中国とロシア発の特定の技術が米国の国家安全保障において容認できないリスクをもたらすと判断したための措置だ。
最終規則では、車両通信システム(VCS)に統合されたハードウェアとソフトウェア、および自動運転システム(ADS)に統合されたソフトウェア(外部接続と自動運転機能を可能にする車両システム)が、中国またはロシアと十分なつながりを持つ者によって設計、開発、製造、供給された場合、重要なサプライチェーンへの悪意あるアクセスにより、外国の敵対者がドライバーや所有者の個人情報を含む機密データを抽出し、車両を遠隔操作する可能性があるとし、国家安全保障に対し容認できないリスクをもたらすとしている。
現時点では、商用車のサプライチェーンの複雑さを考慮し、乗用車(10,001ポンド未満と定義)に限定して適用する。一方、商用車のサプライチェーンにおいても敵対勢力の関与により国家安全保障上の脅威がもたらされるため、近い将来、トラックやバスを含むコネクテッド商用車に搭載されるテクノロジーに対しても別の規則を発表する予定のようだ。
規則では、中国、ロシアとつながりのあるVCSハードウェア、またはハードウェアを含むコネクテッドビークルの輸入、及びVCSまたはADSソフトウェアを含む車両の輸入と販売を禁止する。
VCSは、テレマティクスコントロールユニットをはじめ、Bluetooth、セルラー、衛星、Wi-Fiモジュールなど、車両が外部と通信できるようにする一連のシステムを含む。ADSには、自律的な車両がドライバーなしで動作できるようにするコンポーネントを含む。つまり自動運転システムだ。
────────
• _課題内容 A_: コネクテッドカー規制に関する文章と次の記述(i)〜(iii)がそれぞれ一致するかを、はいかいいえで判定してください。判断の決め手となる本文の語句も引用で添えること。(i)規則は現時点でトラックやバスにも適用される。(ii)VCSにはBluetoothやWi-Fiモジュールが含まれる。(iii)規則は中国、ロシアとつながりのあるVCSハードウェアを含むコネクテッドビークルの輸入を禁じている。
• _課題内容 B_: コネクテッドカー規制に関する文章を、最後の文に続けて書き継いでください。

• _提供資料_:
────────
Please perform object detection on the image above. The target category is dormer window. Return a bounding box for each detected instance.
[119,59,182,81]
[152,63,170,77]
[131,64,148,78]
────────
• _実行結果 A_:
(i)いいえ:「乗用車(10,001ポンド未満と定義)に限定して適用する」
(ii)はい:「Bluetooth、セルラー、衛星、Wi-Fiモジュールなど」
(iii)はい:「中国、ロシアとつながりのあるVCSハードウェア、またはハードウェアを含むコネクテッドビークルの輸入」

• _実行結果 B_:
車両が米国内で製造されたものでも、中国などとつながりを持つ製造業者がVCSハードウェア・ソフトウェア、ADSソフトウェアを組み込んだ新しいコネクテッドカーを米国で販売することも禁止する。
ソフトウェア関連の禁止事項は2027年モデルから、ハードウェア関連の禁止事項は2030年モデルからそれぞれ発効する。中国などとつながりがあるメーカーによるコネクテッドカーは、米国で製造されたものであっても2027年モデルから販売をする。
さらに、特定の輸入業者と製造業者に対しては、禁止事項の遵守を証明する適合宣言書を毎年提出するよう義務付ける。
リスクの低い特定の種類の取引については、商務省が一般認可を発行することを認める。また、規制対象者は、本来禁止されている取引を行う特定認可や、将来の取引が規則の適用範囲に含まれるかどうかの判断・助言をBISに求めることもできる。
猶予期間を設けることで業界の混乱を一定程度回避し、また小規模メーカーなどに対しては内容次第で取引を認めるなど、最低限の配慮はなされているようだ。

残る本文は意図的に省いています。